▸ What is being asked
Transcribe the stretch of entries below from the line with "of the wooden" through the line with "row of runway", exactly and with both ends included; leave out all other lines.
#### Supplied data
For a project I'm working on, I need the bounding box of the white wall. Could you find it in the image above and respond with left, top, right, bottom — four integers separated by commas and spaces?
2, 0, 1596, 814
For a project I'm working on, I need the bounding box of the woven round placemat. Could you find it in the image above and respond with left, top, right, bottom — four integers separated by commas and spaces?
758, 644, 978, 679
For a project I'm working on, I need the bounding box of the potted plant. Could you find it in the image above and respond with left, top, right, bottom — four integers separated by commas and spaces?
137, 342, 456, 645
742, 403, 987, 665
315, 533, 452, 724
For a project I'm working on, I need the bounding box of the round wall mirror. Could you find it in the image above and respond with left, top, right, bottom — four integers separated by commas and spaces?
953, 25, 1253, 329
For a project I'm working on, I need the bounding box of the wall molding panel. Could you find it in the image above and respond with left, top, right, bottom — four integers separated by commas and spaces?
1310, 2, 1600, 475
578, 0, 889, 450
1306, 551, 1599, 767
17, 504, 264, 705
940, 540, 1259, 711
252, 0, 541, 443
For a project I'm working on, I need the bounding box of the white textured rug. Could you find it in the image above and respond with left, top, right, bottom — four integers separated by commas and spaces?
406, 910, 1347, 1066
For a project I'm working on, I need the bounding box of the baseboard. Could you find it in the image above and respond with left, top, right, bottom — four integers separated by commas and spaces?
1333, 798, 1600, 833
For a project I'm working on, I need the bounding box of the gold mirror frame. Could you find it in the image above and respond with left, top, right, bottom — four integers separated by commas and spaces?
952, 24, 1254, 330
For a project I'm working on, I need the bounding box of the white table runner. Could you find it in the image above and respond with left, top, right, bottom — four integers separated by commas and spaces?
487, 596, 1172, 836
########
#### Supplied data
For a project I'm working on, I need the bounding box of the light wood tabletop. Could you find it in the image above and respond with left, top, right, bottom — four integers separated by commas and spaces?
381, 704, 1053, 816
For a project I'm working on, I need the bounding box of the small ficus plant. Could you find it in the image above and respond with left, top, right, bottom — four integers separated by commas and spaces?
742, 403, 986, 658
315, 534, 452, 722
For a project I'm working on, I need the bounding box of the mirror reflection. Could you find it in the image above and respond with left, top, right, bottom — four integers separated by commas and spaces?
########
#### Supplied data
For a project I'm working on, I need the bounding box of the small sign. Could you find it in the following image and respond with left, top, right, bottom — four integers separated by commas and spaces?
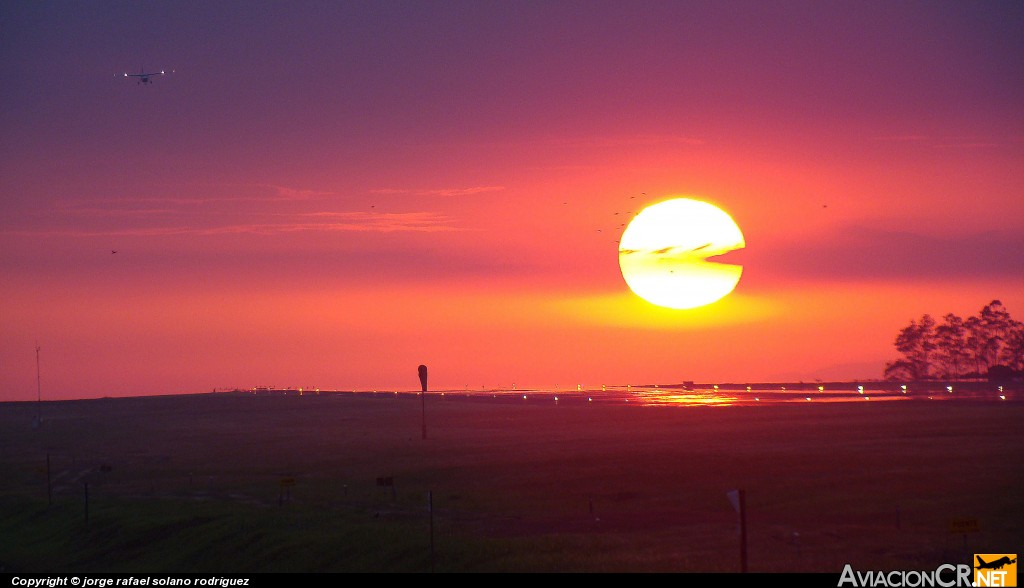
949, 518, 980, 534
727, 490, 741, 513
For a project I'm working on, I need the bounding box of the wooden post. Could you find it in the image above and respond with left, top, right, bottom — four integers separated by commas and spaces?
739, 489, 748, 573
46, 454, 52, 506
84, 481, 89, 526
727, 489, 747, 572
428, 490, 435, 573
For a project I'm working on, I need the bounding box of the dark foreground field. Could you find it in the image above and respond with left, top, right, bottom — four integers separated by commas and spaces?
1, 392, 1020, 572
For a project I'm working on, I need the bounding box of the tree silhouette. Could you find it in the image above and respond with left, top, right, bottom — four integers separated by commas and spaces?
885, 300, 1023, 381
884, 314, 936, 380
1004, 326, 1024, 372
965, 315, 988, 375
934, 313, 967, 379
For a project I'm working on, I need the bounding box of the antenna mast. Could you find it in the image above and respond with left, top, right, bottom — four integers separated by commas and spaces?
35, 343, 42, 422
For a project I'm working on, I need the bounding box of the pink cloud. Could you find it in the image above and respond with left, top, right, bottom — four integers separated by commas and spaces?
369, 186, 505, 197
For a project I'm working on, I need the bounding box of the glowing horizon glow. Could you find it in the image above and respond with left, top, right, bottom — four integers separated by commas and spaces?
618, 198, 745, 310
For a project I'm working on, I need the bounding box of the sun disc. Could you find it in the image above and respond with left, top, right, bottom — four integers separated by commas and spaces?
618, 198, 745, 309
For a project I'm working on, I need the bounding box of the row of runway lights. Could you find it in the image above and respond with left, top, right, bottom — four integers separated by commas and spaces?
########
▸ Solution for this problem
For a project I'm working on, I need the bounding box of the wooden post. Could you find it in the image above and respond with left, top, right, bottom — four integers separated by commas and spaces?
739, 489, 748, 573
46, 454, 52, 506
84, 481, 89, 526
727, 489, 747, 572
428, 490, 435, 573
For a project I'm working on, I need the bounding box of the dark foreground field. Could you find it in the image above and respond with left, top, right, bottom — four integers separated by commas and spaces?
1, 392, 1020, 572
For a project I'm working on, I need the bounding box of the tree silhouette. Could you find it in the image above and respond with left, top, right, bottom — four integers separated by commas and spaces?
885, 300, 1023, 381
884, 314, 936, 380
1004, 326, 1024, 372
965, 315, 988, 375
934, 313, 967, 379
For a project I'm working on, I need the bounding box of the antenna mast. Could you find it in the image above and respond with left, top, right, bottom — four integers separated by commas and spaces?
35, 343, 42, 422
For a project I'm working on, I need the bounding box of the pink cloud. Could you find it in the image above and respond with left, top, right, bottom — four integers separated by commas and spaces?
369, 186, 505, 197
For a project I'm working on, I need the bounding box of the glowing horizon glow. Could you find it in the image above and respond with left, top, right, bottom — four integers separated by commas and spaces?
618, 198, 745, 310
For a project I'm working on, I need the bounding box of the sun disc. Could you find it in the image above and respond with left, top, right, bottom — four integers separated by commas and spaces?
618, 198, 745, 309
For a project I'm working on, I need the bounding box of the row of runway lights. Could you find it in the image above and respond with left, top, right, bottom — four integers separated by commas and spaces?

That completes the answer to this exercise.